» **EXERCISE PROMPT**:
Once you find the line that contains "Could you please mark the rear", write out that line and every line after it to the end of the records, exactly and with nothing else.

» **AVAILABLE DATA**:
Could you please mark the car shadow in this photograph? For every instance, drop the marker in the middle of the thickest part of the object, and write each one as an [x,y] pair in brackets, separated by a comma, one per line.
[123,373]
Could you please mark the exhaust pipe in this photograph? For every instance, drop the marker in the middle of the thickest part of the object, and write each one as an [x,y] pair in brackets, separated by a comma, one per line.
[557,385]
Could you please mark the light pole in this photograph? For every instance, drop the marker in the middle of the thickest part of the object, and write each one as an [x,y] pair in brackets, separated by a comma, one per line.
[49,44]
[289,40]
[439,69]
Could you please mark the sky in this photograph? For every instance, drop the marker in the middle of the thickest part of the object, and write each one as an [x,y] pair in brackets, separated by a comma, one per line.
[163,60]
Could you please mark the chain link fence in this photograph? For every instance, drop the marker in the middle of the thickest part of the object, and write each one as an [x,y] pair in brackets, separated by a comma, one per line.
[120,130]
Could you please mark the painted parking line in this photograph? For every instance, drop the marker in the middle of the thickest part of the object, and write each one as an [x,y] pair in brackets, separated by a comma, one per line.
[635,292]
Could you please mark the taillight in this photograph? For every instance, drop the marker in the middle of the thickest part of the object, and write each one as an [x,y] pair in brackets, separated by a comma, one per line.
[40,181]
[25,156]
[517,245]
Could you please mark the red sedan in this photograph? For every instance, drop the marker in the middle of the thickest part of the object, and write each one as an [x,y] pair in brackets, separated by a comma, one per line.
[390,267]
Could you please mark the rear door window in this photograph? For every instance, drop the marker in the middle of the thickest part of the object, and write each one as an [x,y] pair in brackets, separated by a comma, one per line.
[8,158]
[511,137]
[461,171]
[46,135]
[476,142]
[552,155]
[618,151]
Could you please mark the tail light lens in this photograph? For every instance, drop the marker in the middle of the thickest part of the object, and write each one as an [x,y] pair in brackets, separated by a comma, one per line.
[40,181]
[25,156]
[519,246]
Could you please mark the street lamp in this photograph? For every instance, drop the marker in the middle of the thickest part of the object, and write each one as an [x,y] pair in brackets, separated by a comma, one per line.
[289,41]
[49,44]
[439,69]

» **ANSWER BOX**:
Could you please mark the rear door window in this photograph? For every instance, drop the marker in the middle of the thickest part of the object, and write each one as an [x,y] pair in brackets, separated by a comma, one per line.
[8,158]
[511,137]
[461,171]
[46,135]
[476,142]
[552,155]
[618,151]
Could you please mark the tail light lens in this photograph? For every instance, drop the marker in the middle of the thickest part of the object, and write each one as an [x,y] pair in brackets, separated by a comma, one per line.
[40,181]
[25,156]
[519,246]
Could you please mark the street lamp in this photograph? For every instance, drop the marker in the middle of the thickest part of the object, and write each one as an [x,y] pair in brackets, separated by a comma, one per line.
[289,41]
[49,44]
[439,69]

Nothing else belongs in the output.